> **YOUR TASK**: Go over the entries and report the lines where the word "face" occurs.

EXERCISE INPUTS START

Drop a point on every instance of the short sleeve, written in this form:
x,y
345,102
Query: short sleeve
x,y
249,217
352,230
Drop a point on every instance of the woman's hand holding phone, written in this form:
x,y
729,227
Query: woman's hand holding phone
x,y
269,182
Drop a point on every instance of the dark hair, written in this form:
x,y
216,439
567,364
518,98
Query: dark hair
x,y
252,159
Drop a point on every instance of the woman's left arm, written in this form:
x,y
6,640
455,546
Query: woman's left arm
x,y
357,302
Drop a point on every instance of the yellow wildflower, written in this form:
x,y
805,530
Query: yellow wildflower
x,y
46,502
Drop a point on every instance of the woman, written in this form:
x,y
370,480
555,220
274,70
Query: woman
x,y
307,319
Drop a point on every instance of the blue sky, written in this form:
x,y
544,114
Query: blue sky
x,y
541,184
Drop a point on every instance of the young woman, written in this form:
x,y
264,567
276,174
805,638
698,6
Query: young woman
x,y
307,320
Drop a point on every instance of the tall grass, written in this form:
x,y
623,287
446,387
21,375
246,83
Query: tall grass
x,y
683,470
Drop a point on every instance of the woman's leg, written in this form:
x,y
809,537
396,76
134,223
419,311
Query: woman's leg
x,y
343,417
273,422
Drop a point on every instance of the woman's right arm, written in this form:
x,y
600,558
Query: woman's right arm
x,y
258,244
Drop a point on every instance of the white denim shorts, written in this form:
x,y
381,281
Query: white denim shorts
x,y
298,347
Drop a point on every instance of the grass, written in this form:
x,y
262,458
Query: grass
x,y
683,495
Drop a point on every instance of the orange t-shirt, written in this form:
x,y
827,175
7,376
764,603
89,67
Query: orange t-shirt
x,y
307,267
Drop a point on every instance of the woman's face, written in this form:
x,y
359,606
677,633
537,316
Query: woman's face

EXERCISE INPUTS END

> **ANSWER**:
Drop a point on every instance of the woman's face, written in this form:
Query: woman's face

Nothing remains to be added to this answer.